Части упражнения.
#1 Ответьте по отрывку о русскоязычных детях в эстонской школе на три вопроса.
(a) На что ни разу не посетовал ни один учитель?
(b) В каком классе самооценка русскоязычных учащихся эстонской школы еще остается в пределах нормы?
(c) Соблюдения какого соотношения упорно держится Министерство образования и науки?
#2 Продолжите отрывок о русскоязычных детях в эстонской школе. Начните сразу после его последнего предложения.

Отрывок для чтения.
···

Второй аспект, осложняющий клиническую картину, – отношение эстонских учителей к русскоязычным школьникам: они находят множество причин, почему учеба идет туго. Тут и культурный фон, и разность темпераментов, и недостаточное владение школьниками эстонским языком, но ни разу ни один учитель не посетовал на собственную некомпетентность. Очевидно, это отражает не столько плачевную ситуацию с подготовкой кадров в условиях мультиязычной школьной системы, сколько в целом неготовность к интеграции со стороны эстонцев – даже педагогов.
На фоне этого не удивляет следующий вывод: если в третьем классе самооценка учащихся в эстонской школе русскоязычных детей остается в пределах нормы, годом позже она неизбежно снижается – причем вне зависимости от академической успеваемости. При этом эстонские дети относятся к русскоязычным сверстникам плохо и этого не скрывают, и те оказываются исключены из социальных связей.
Основы идентичности
Мне возразят, что история про русского ребенка в эстонской школе не имеет отношения к переходу на эстонский язык обучения. Не согласна: описанное выше – не просто перечень проблем, с которым дети сталкиваются в школе. Это четкая иллюстрация того, как на самом деле «работает» пресловутый механизм «интеграции в эстонское общество».
Мы много лет говорим о том, что русскоязычное население Эстонии лишено возможности сформировать позитивную идентичность на эстонской почве – у нас нет для этого ни культурного, ни языкового пространства, ни, так сказать, официально признаваемой истории. Но самое скверное, что за последние двадцать лет «косноязычный потомок оккупанта» стал неотъемлемой частью национальной идентичности эстонцев. И если бы даже случилось чудо и этот неприятный осколок империи завтра исчез, строительство эстонской идентичности, боюсь, пришлось бы начинать заново.
При этом вместо того, чтобы незамедлительно озаботиться формированием общеэстонской идентичности, причем на научной, а не политической основе, правительство и, в частности, Министерство образования и науки упорствует в соблюдении пресловутых «60 на 40», замещая реальное решение проблем имитацией деятельности.

···

Материал для разбора.

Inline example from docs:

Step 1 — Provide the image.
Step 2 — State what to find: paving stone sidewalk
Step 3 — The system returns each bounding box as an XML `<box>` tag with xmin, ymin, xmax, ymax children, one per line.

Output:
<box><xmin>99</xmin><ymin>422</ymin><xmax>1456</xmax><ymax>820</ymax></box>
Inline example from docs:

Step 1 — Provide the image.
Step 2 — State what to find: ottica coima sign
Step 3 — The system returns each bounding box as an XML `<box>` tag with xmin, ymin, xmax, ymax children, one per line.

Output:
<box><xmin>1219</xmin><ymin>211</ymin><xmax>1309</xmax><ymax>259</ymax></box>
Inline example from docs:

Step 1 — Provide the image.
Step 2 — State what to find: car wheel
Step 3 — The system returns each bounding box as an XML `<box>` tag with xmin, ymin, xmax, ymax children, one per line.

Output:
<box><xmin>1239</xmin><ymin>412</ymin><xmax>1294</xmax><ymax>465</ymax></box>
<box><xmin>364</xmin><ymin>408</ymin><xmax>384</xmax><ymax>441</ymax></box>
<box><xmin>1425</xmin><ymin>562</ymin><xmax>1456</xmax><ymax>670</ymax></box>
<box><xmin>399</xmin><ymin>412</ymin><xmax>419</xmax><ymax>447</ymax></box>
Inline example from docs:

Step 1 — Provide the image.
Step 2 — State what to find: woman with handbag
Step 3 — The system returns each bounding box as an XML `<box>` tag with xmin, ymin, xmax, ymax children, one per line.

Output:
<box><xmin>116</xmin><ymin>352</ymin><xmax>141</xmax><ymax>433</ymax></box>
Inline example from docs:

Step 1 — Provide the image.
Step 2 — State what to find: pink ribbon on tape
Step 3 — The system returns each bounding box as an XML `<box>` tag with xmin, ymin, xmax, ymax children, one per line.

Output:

···

Ответы по заданиям.
#1
(a) На собственную некомпетентность.
(b) В третьем классе.
(c) «60 на 40».

#2
Работать – можно
В последнее время меня часто спрашивают, интересуют ли Европу наши проблемы? Честный ответ – нет. Во-первых, для разговоров о правах русскоязычного населения момент крайне неподходящий: Европарламент, вернее, наиболее голосистая его часть, охвачен антироссийской истерией, а русскоязычное меньшинство воспринимается как опасное и непредсказуемое. А во-вторых, до сих пор Эстония не посылала в Европарламент депутатов, которые были заинтересованы в том, чтобы эти проблемы озвучивать, скорее наоборот. Не говоря уже о систематической работе.
С кем работать? Во-первых, как показывает опыт первых трех месяцев, нас хорошо понимают «бывшие империалисты», имеющие опыт контактов с диаспорами, в том числе на почве сохранения языка. Во-вторых, мы уже создали группу поддержки традиционных меньшинств – языковых и национальных. В настоящий момент в ней состоит около семидесяти парламентариев из всех стран-членов – латвийские русские и финские шведы, австрийские венгры и немецкие словаки, одним словом, те, кто не понаслышке знает о проблемах сохранения культурной идентичности и образования на родном языке. И именно через эту группу я надеюсь достучаться до коллег из разных фракций – начало, во всяком случае, положено.
Кроме того, будучи членом комитета по петициям, я намерена использовать существующие механизмы для привлечения внимания к проблемам неэстонского населения. Договоренность об этом достигнута как с правозащитниками, так и с рядом НКО.